> Directions
Begin with the line containing "Target: green grass" and reproduce it and all later lines exactly, through the last line of the records. Add nothing else.

═════ Records for the task ═════

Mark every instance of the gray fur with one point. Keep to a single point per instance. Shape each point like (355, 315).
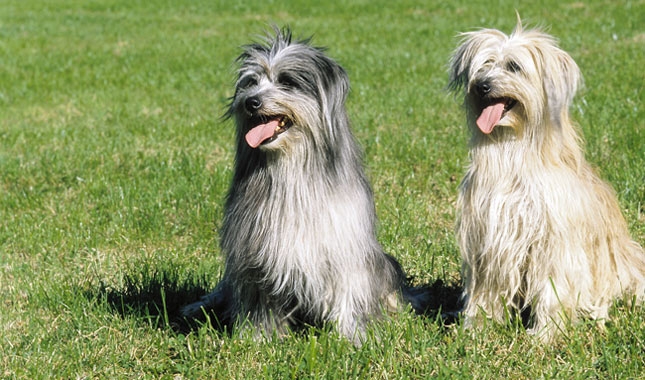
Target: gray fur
(299, 229)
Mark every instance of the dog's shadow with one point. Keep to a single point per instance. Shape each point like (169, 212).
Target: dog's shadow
(442, 301)
(157, 300)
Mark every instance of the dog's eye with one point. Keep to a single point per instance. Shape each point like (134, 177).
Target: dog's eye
(247, 82)
(513, 67)
(287, 81)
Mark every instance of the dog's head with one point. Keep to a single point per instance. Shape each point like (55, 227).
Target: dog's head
(287, 93)
(521, 81)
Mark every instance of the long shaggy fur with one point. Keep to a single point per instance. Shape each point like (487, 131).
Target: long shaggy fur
(299, 226)
(538, 229)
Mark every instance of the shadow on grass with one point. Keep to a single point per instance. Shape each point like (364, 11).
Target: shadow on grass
(443, 301)
(157, 299)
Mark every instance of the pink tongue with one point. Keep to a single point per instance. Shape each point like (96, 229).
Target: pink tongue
(489, 117)
(255, 136)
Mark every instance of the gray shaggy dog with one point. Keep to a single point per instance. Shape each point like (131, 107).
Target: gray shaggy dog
(299, 230)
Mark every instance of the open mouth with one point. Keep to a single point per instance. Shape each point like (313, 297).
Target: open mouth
(493, 111)
(266, 129)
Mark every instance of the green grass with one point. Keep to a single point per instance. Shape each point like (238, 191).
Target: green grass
(114, 164)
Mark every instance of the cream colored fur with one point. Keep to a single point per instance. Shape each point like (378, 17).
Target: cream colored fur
(537, 227)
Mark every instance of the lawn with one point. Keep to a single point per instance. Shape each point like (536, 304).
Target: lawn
(114, 163)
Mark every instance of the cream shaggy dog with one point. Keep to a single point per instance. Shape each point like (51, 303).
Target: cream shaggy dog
(538, 229)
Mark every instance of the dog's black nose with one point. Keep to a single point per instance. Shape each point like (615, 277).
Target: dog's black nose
(482, 88)
(253, 103)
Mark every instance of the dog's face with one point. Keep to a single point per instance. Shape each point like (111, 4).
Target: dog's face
(287, 93)
(520, 81)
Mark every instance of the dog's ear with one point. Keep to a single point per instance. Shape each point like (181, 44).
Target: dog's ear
(561, 79)
(335, 83)
(463, 59)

═════

> Completed exercise
Target: green grass
(114, 164)
Mark every instance of the cream colored fur with one point. Keep to a single point per instance. Shape each point like (378, 17).
Target: cream colored fur
(537, 227)
Mark every instance of the lawn with one point. Keep to a single point per instance. Shape each point like (536, 304).
Target: lawn
(114, 163)
Mark every instance of the cream shaggy dog with one point. Keep to a single point per instance. Shape each point like (51, 303).
Target: cream shaggy dog
(538, 229)
Mark every instance of the dog's black nose with one point. Keep to a single point per instance. Shape each point like (615, 277).
Target: dog's black nose
(482, 88)
(253, 103)
Mark every instance of the dog's face with one point. Keep to a single point per instance. Shape each point like (111, 4).
Target: dog's face
(287, 93)
(520, 81)
Mark every instance of the dog's ear with one point. Keep to a single point per instance. Shape each point like (181, 44).
Target: dog's ear
(561, 79)
(335, 83)
(463, 59)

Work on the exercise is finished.